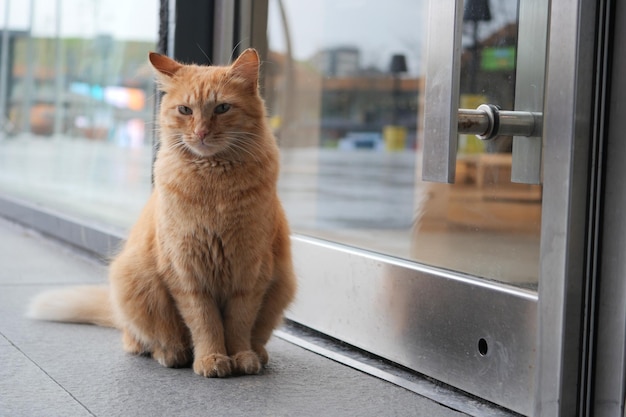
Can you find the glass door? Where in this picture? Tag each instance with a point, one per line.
(372, 106)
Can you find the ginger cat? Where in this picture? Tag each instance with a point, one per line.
(206, 272)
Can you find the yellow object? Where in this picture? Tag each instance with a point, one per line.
(394, 137)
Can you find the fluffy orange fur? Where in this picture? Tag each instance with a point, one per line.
(206, 272)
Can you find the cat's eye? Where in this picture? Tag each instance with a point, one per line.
(184, 110)
(221, 108)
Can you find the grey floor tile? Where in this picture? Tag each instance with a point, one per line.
(73, 370)
(26, 390)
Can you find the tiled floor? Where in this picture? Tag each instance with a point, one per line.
(52, 369)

========================================================================

Can you rewrite the whole listing above with "Tag each instance" changed to "Mark every occurrence" everywhere it appears, keeping everything else the same and leaving out the pictures?

Can you find the glass door? Where in this picture? Mark every occurrence with a point, one per line.
(372, 106)
Can you find the ginger cat? Where in this picture? Mark every occurrence with a point, one per line.
(206, 272)
Can you find the yellow object? Where in this picture? Mark every occurrence with a point, one per line.
(394, 137)
Can you find the fluffy orange fur? Where in this picture? Mark every occurrence with a point, one per line.
(206, 272)
Can you find the cat's eye? Where in this picture? Mark every occurrence with a point, one per line.
(184, 110)
(221, 108)
Can you find the grey floor tile? Where in this picture? Mark every occurrence with a point, one per line.
(73, 370)
(26, 390)
Can you find the tiled floor? Where in this picture? Mark every occurrence with a point, one per line.
(52, 369)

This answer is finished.